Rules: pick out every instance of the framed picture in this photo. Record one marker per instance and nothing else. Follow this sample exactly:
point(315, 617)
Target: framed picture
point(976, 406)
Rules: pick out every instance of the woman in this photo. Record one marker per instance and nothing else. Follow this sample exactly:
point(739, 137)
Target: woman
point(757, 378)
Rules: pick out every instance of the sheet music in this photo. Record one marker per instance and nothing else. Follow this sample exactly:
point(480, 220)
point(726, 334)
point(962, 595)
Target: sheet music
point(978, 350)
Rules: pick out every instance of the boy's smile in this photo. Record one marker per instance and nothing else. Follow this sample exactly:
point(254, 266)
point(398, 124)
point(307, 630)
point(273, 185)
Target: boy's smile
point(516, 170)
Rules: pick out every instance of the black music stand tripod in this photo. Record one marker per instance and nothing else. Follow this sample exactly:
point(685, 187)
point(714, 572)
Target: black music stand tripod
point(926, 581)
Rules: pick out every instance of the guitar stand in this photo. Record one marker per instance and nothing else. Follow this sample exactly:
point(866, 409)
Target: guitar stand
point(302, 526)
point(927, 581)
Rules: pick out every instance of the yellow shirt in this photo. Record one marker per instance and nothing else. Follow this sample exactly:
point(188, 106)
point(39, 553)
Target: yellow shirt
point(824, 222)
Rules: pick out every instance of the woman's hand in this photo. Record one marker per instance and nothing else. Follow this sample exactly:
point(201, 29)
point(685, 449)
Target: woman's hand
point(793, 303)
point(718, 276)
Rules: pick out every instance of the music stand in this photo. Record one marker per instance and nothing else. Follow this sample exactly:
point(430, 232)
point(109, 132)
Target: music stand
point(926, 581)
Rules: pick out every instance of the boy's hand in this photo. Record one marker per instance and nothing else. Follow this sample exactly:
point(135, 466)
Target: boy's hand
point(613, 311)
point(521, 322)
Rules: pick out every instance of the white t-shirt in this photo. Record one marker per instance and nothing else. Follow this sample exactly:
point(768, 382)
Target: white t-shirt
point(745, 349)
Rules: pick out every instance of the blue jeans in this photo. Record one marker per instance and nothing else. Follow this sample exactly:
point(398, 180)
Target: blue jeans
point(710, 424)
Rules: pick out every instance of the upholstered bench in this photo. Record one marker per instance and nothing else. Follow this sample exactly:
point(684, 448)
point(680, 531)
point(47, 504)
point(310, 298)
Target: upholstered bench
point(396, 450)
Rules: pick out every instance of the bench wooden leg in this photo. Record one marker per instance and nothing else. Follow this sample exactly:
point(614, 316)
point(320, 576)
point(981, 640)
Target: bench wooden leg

▶ **What the task asks**:
Please retype, exactly as written, every line from the line containing "Target: white t-shirt" through the last line of the records above, including both of those lines, and nothing else.

▶ **Task output**:
Target: white t-shirt
point(745, 349)
Rules: pick out every instance of the blue jeans in this photo. Record one marker per instance and nothing else. Follow this sample exactly:
point(398, 180)
Target: blue jeans
point(710, 424)
Rules: pick out every instance of the upholstered bench in this photo. Record one marker per instance and nothing else. Follow this sample exactly:
point(684, 448)
point(680, 531)
point(47, 504)
point(310, 298)
Target: upholstered bench
point(396, 450)
Rules: pick out every instance of the bench wooden leg in this photo. Record one marker per instance and nothing else. Follow this sample exactly:
point(614, 316)
point(320, 576)
point(981, 640)
Target: bench wooden leg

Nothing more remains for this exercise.